*RECORDED INFORMATION*:
%%

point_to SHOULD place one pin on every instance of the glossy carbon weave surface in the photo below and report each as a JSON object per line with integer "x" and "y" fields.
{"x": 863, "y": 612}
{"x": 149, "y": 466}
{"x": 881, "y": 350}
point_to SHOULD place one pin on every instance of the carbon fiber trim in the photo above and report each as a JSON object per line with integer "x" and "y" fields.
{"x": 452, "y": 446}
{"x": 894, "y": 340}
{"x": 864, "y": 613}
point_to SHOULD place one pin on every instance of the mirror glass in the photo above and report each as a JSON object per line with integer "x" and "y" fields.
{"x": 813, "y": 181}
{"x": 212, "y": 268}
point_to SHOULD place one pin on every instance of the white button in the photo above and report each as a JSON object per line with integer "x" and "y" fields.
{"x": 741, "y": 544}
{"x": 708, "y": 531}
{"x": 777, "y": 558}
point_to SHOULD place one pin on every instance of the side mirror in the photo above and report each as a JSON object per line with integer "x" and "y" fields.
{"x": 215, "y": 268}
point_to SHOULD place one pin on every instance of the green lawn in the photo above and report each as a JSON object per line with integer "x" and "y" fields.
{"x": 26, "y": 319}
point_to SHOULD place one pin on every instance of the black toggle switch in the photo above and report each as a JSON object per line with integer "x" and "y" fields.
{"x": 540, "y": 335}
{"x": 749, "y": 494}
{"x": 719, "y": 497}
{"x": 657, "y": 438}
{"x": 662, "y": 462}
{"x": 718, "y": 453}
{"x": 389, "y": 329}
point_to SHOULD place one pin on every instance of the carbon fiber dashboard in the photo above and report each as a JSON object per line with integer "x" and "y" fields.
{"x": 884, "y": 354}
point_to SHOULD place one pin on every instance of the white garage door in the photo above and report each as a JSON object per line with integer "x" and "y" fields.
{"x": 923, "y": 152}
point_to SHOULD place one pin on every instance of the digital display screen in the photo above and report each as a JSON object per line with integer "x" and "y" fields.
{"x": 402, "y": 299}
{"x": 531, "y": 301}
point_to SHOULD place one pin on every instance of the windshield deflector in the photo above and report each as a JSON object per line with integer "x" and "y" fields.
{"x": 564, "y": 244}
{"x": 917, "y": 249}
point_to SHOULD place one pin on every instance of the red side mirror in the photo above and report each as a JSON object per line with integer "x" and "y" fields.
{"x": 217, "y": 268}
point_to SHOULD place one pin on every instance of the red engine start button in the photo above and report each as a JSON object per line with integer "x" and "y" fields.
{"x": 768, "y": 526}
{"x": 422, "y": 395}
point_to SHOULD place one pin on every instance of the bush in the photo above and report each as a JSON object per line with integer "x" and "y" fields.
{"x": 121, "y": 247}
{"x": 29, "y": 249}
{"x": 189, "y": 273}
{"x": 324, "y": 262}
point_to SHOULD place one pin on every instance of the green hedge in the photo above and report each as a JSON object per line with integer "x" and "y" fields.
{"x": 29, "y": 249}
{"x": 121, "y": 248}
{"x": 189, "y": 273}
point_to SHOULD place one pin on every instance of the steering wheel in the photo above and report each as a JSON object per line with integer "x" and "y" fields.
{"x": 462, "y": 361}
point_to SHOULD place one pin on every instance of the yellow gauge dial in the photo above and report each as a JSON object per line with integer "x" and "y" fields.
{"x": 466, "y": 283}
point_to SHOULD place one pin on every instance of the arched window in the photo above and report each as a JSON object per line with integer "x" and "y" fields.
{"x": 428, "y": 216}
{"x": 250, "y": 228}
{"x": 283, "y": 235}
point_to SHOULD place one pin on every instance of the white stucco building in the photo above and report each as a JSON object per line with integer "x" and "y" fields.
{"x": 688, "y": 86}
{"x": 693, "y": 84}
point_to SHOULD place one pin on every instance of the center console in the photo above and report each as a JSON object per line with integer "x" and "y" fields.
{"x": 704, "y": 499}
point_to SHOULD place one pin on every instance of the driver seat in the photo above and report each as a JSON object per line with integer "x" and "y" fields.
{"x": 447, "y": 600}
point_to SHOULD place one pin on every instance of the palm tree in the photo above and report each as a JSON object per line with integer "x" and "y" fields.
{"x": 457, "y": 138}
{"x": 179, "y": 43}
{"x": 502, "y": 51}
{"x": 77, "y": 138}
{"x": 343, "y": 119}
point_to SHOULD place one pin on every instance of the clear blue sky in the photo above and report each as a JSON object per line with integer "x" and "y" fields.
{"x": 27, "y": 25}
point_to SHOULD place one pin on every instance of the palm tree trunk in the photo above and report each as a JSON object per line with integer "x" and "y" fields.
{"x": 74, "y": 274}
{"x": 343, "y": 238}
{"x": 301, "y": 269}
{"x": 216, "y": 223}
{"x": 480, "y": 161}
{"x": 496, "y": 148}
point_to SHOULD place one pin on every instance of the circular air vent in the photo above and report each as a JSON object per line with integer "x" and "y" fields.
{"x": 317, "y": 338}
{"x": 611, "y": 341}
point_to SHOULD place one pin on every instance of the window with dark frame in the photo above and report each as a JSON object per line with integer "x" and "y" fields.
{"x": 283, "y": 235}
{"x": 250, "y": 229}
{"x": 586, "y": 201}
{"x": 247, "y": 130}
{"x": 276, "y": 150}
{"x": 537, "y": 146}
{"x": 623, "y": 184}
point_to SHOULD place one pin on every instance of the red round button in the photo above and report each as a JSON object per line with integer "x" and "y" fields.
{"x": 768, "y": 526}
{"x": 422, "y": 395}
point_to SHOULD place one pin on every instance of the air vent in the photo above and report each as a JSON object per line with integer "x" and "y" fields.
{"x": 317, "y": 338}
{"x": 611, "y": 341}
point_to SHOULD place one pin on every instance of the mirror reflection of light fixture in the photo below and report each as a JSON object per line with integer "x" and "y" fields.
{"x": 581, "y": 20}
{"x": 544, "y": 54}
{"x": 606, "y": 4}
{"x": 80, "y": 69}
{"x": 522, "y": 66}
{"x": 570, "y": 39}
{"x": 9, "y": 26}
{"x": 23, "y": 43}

%%

*EXERCISE AIM*: Each line from the one that contains "the mirror reflection" through the end of the material above should be returned exactly, and nothing else.

*EXERCISE ANSWER*:
point_to SHOULD place one pin on every instance of the mirror reflection of light fixture in the photo below and report each as a JSON object per line with integer "x" and "y" fields.
{"x": 581, "y": 20}
{"x": 544, "y": 54}
{"x": 606, "y": 4}
{"x": 80, "y": 69}
{"x": 522, "y": 66}
{"x": 570, "y": 39}
{"x": 9, "y": 26}
{"x": 23, "y": 43}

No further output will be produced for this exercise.